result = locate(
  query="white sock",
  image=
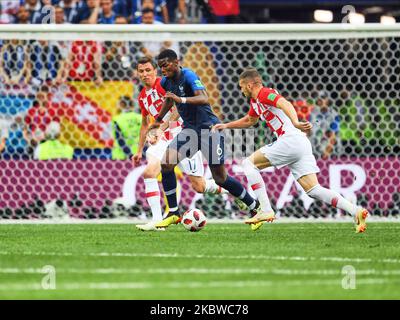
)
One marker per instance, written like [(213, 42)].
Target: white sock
[(153, 198), (333, 198), (257, 185), (212, 187)]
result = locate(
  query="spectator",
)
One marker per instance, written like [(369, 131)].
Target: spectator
[(14, 63), (121, 8), (89, 12), (159, 8), (16, 145), (106, 15), (34, 8), (84, 62), (326, 124), (226, 11), (152, 48), (40, 115), (121, 20), (59, 15), (46, 59), (116, 61), (9, 10), (23, 16), (177, 11), (70, 11), (126, 129), (52, 148)]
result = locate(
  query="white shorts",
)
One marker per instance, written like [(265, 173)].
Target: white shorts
[(294, 151), (193, 166)]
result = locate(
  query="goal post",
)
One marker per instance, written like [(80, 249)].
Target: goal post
[(70, 83)]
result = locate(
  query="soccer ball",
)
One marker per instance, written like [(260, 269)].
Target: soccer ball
[(194, 220)]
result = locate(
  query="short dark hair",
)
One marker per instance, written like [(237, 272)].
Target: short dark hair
[(168, 54), (145, 60), (250, 73)]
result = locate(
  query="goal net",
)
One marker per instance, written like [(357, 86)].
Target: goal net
[(65, 87)]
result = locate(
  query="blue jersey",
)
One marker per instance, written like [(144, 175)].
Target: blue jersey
[(199, 116)]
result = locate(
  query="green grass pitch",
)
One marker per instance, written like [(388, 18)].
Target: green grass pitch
[(223, 261)]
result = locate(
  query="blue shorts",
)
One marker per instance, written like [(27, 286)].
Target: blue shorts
[(211, 144)]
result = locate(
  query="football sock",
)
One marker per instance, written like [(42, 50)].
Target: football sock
[(333, 198), (153, 198), (236, 189), (169, 184), (257, 185)]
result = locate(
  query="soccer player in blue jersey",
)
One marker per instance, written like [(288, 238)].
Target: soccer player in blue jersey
[(184, 89)]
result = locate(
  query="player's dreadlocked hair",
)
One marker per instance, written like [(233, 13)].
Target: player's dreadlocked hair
[(169, 54), (250, 73), (145, 60)]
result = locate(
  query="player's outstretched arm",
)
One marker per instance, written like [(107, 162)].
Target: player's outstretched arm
[(167, 105), (289, 110), (200, 97), (245, 122)]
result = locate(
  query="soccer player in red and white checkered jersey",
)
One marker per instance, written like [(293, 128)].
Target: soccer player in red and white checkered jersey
[(292, 148), (150, 100)]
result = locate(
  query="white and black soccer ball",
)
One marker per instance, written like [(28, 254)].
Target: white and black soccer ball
[(194, 220)]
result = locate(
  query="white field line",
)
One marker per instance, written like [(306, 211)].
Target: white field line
[(200, 256), (188, 284), (195, 271), (209, 221)]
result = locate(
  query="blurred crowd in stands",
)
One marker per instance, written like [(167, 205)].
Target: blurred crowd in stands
[(118, 11)]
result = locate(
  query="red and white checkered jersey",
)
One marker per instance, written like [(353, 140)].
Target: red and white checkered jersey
[(265, 108), (150, 102)]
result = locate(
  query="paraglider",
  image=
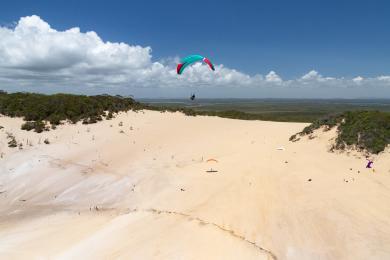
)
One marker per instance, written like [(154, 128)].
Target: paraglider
[(192, 59), (211, 161), (369, 164)]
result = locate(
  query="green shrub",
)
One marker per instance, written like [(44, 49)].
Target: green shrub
[(364, 130)]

TASK DIRECTIONS → Reproduce all of the data above word for word, leaving the pictures out.

SOLUTION TO THIS TASK →
result = locate(
  query="white sock",
  image=
)
One marker per instance, written like [(213, 42)].
Target: white sock
[(153, 198), (333, 198), (257, 185), (212, 187)]
result = locate(
  query="spectator",
)
One marker per instance, written like [(369, 131)].
Target: spectator
[(14, 63), (121, 8), (89, 12), (159, 8), (16, 145), (106, 15), (34, 8), (84, 62), (326, 124), (226, 11), (152, 48), (40, 115), (121, 20), (59, 15), (46, 59), (116, 61), (9, 10), (23, 16), (177, 11), (70, 11), (126, 129), (52, 148)]
result = locate(
  query="white shorts",
)
One marker per instance, written like [(265, 173)].
Target: white shorts
[(294, 151), (193, 166)]
result = locate(
  query="goal post",
)
One marker per instance, written like [(80, 249)].
Target: goal post
[(70, 83)]
result = locate(
  query="soccer ball",
)
One marker per instance, written like [(260, 269)].
Target: soccer ball
[(194, 220)]
result = locate(
  query="short dark hair",
)
One marker per instance, written like [(237, 272)].
Target: short dark hair
[(168, 54), (145, 60), (250, 73)]
result = locate(
  query="goal net",
)
One marker per instance, written like [(357, 86)].
Target: goal net
[(65, 87)]
result = locate(
  query="blue jersey",
)
One marker per instance, written like [(144, 175)].
Target: blue jersey
[(199, 116)]
result = locate(
  query="green grass pitch",
)
One marker per instance, written like [(388, 18)].
Target: green grass pitch
[(223, 261)]
result = locate(
  query="blue shorts",
)
One marker per instance, written like [(27, 286)].
Target: blue shorts
[(211, 144)]
result = locate(
  query="football sock",
)
One marker per instance, written like [(42, 50)].
Target: football sock
[(333, 198), (153, 198), (236, 189), (169, 184), (257, 185)]
result = locate(
  query="soccer player in blue jersey",
)
One marker per instance, written like [(288, 238)].
Target: soccer player in blue jersey
[(184, 89)]
result = locate(
  query="player's dreadlocked hair",
)
One marker per instance, written like [(233, 13)].
Target: player's dreadlocked hair
[(169, 54), (250, 73), (145, 60)]
result = locate(
  query="player's outstretched arm",
)
One marker per instance, written like [(107, 162)].
Target: player's outstretched arm
[(167, 105), (289, 110), (200, 97), (245, 122)]
result = locate(
  query="soccer player in red and white checkered jersey",
)
One marker per instance, written like [(293, 128)].
Target: soccer player in red and white checkered jersey
[(292, 148), (150, 100)]
result = locate(
  query="white and black soccer ball",
)
One marker per instance, written like [(28, 254)].
Target: white and black soccer ball
[(194, 220)]
result = locate(
  query="white field line",
)
One marker per instance, written like [(306, 211)].
Target: white field line
[(200, 256), (188, 284), (195, 271), (209, 221)]
result = locate(
  query="blurred crowd in stands",
)
One marker per instance, written like [(167, 205)].
Target: blurred crowd in stands
[(118, 11)]
result = locate(
  query="red and white checkered jersey",
)
One marker per instance, written like [(353, 140)].
Target: red and white checkered jersey
[(265, 108), (150, 102)]
result = locate(
  query="paraglider",
  image=
)
One marker per instance, written like [(154, 128)].
Target: paraglider
[(192, 59), (211, 161), (369, 164)]
result = locate(
  query="green shrub",
)
One marker per instance, written like [(44, 49)].
Target: green shrub
[(364, 130)]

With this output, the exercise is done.